Blomberg J, Lagergren P, Martin L et a. Novel approach to antibiotic prophylaxis in percutaneous endoscopic gastrostomy (PEG): randomised controlled trial. BMJ 2010; 340: C3115

Der Einsatz von perkutanen, endoskopischen Gastrostomien (PEG) zur enteralen Ernährung bei Patienten mit lang anhaltenden Schluckstörungen unterschiedlicher Genese hat in den vergangenen Jahren deutlich zugenommen. Obwohl es sich bei der PEG-Anlage um einen vergleichsweise „kleinen” Eingriff handelt, ist er doch mit einer Reihe von Komplikationen behaftet. Da die Patienten in der Regel zahlreiche Risikofaktoren für die Entwicklung von Wundinfektionen (z. B. hohes Alter, reduzierter Allgemein- und Ernährungszustand, maligne Grunderkrankungen, immunsuppressive Behandlung etc.) aufweisen, hat sich die intravenöse, periinterventionelle Antibiotikaprophylaxe bei der PEG-Anlage als Standard etabliert.
++++++++
* AUFGABEN:
1. Welche Maßnahme hat sich laut dem Text zur PEG-Anlage als Standard etabliert?
2. Bearbeite einen Abschnitt des Textes zur PEG-Anlage: Beginne bei den Worten „Der Einsatz von“ und höre nach „als Standard etabliert.“ auf. Ersetze darin „deutlich“ durch „stark“.
3. Welche Risikofaktoren für die Entwicklung von Wundinfektionen nennt der Text zur PEG-Anlage als Beispiele?

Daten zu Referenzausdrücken
++++++++
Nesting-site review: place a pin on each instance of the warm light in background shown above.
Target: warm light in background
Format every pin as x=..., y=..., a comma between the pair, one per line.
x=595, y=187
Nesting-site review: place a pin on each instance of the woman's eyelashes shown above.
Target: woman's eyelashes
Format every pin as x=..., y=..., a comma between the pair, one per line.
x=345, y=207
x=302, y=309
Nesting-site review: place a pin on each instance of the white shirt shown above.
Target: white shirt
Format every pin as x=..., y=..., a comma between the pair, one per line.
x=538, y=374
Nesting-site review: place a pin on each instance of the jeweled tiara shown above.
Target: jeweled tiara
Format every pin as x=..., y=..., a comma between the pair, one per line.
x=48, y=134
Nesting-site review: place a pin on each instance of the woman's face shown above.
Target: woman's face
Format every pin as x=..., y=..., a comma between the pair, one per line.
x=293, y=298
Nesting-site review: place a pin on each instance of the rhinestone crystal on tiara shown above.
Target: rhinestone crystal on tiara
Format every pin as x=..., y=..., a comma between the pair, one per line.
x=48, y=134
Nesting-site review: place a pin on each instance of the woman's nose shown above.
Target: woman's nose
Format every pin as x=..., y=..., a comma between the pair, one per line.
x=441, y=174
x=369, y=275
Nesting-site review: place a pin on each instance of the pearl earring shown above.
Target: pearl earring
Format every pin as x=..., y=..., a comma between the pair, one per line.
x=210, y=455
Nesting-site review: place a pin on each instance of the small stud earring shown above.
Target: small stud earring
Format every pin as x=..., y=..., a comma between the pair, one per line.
++++++++
* LÖSUNGEN JE AUFGABE:
1. Die intravenöse, periinterventionelle Antibiotikaprophylaxe.

2.
Der Einsatz von perkutanen, endoskopischen Gastrostomien (PEG) zur enteralen Ernährung bei Patienten mit lang anhaltenden Schluckstörungen unterschiedlicher Genese hat in den vergangenen Jahren stark zugenommen. Obwohl es sich bei der PEG-Anlage um einen vergleichsweise „kleinen” Eingriff handelt, ist er doch mit einer Reihe von Komplikationen behaftet. Da die Patienten in der Regel zahlreiche Risikofaktoren für die Entwicklung von Wundinfektionen (z. B. hohes Alter, reduzierter Allgemein- und Ernährungszustand, maligne Grunderkrankungen, immunsuppressive Behandlung etc.) aufweisen, hat sich die intravenöse, periinterventionelle Antibiotikaprophylaxe bei der PEG-Anlage als Standard etabliert.

3.
- hohes Alter
- reduzierter Allgemein- und Ernährungszustand
- maligne Grunderkrankungen
- immunsuppressive Behandlung